+++ Data excerpts
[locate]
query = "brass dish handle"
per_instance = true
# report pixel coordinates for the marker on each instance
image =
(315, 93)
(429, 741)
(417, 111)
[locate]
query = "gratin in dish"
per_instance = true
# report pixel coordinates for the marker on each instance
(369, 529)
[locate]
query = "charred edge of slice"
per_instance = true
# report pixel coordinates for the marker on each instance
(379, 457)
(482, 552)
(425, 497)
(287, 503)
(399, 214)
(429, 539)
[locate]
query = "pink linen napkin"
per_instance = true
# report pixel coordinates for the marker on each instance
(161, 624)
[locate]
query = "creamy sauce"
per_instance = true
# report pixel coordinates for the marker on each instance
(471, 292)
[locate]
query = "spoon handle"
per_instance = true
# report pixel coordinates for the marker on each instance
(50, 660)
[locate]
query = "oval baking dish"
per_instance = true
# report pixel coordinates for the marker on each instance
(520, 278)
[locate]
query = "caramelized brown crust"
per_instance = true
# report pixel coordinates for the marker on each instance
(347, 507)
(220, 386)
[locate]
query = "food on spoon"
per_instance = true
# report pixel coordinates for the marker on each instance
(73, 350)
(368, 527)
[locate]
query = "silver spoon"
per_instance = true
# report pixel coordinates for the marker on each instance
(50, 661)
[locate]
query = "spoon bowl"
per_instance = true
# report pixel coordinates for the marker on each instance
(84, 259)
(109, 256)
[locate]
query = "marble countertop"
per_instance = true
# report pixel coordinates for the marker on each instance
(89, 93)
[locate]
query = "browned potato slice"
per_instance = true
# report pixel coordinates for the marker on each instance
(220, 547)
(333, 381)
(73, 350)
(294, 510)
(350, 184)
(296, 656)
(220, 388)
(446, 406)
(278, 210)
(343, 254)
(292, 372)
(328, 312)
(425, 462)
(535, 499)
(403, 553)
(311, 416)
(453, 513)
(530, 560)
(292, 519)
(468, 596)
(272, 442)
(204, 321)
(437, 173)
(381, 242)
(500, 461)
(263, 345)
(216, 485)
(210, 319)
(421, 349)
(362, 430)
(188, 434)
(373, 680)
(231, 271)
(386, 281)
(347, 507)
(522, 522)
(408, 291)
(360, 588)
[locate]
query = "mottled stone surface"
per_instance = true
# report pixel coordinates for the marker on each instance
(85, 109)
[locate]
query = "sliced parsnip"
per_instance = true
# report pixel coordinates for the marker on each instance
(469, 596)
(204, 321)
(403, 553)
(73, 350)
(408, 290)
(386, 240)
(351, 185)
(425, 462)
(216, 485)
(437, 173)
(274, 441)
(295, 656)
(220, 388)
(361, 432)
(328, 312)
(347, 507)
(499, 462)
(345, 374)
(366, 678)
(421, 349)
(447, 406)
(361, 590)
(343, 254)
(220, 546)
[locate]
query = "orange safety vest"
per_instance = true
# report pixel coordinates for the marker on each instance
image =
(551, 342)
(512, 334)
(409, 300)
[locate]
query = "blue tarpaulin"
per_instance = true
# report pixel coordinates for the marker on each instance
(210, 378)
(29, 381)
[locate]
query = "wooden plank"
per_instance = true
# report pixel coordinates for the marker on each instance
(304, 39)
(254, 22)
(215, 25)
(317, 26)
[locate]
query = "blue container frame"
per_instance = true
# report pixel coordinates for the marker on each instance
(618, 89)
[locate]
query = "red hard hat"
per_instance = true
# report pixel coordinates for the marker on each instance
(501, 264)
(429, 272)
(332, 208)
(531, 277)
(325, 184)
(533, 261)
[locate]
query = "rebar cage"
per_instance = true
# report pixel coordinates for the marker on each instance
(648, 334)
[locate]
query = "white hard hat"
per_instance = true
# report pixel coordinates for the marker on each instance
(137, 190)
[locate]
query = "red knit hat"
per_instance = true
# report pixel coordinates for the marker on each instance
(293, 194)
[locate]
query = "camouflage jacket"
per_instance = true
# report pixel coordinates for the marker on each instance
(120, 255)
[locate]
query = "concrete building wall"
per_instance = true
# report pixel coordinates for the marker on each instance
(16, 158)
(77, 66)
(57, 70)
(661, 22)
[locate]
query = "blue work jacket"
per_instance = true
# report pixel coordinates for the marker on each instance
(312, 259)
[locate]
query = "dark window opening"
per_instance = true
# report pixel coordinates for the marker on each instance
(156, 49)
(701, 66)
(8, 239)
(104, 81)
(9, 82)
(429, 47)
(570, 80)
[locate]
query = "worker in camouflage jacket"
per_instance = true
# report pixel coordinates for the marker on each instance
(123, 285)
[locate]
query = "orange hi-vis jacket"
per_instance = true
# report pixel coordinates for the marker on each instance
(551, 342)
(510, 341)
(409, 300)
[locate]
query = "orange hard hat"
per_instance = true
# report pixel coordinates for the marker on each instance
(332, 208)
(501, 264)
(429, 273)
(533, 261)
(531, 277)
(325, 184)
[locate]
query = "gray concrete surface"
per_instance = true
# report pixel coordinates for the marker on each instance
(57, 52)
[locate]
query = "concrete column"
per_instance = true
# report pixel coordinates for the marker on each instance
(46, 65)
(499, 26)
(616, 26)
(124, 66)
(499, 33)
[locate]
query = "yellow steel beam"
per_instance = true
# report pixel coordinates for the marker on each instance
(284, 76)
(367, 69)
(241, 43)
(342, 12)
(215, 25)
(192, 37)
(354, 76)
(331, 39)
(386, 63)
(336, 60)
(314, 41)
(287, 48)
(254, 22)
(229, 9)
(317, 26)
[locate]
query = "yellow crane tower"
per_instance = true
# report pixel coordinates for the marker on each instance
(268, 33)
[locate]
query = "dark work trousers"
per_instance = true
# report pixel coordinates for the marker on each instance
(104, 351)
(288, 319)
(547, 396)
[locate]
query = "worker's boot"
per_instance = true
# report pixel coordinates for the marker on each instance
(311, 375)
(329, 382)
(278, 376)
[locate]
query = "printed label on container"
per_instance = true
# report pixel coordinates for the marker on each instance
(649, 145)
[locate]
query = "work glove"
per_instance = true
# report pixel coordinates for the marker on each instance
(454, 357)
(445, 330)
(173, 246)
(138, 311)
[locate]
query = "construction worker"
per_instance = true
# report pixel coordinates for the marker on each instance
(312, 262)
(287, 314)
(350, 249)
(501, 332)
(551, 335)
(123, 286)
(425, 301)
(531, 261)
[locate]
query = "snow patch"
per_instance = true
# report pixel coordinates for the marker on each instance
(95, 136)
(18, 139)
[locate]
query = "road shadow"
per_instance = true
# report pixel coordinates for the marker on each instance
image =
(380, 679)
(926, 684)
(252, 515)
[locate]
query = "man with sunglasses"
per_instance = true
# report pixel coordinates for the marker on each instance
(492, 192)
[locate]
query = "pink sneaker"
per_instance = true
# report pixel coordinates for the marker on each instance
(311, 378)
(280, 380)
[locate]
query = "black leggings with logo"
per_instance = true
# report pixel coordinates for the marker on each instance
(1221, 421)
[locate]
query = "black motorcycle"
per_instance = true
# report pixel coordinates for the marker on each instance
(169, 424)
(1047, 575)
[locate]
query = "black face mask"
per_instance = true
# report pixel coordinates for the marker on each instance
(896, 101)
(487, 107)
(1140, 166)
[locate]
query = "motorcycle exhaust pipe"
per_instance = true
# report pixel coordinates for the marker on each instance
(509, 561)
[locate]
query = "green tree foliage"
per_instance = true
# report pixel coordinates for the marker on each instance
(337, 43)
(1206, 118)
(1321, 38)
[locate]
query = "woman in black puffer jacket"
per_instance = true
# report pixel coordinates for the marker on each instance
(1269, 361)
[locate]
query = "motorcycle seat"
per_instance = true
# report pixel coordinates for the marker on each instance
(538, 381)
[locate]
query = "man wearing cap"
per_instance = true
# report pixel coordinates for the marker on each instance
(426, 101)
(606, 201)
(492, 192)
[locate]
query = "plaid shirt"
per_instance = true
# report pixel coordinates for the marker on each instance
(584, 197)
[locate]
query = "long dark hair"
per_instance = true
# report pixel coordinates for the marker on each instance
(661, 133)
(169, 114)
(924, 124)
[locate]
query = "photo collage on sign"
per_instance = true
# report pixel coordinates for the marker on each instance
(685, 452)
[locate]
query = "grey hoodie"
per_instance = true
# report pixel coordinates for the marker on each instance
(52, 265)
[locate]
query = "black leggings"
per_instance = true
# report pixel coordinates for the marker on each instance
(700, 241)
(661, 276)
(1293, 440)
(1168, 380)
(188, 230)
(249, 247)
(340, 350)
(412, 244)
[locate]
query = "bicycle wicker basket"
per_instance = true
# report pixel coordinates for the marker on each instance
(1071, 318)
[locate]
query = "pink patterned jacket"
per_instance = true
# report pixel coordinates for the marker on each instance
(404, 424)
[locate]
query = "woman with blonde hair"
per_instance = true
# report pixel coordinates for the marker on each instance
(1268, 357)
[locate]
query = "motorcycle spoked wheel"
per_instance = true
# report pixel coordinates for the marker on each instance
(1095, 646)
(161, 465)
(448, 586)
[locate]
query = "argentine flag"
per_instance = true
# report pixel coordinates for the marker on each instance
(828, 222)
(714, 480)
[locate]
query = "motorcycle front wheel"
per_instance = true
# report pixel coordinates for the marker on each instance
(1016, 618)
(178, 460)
++++++
* What needs to be done
Copy out, from the data above, each line where the string "spoon" is present.

* Result below
query = "spoon handle"
query = "food on spoon"
query = "silver spoon"
query = "spoon bowl"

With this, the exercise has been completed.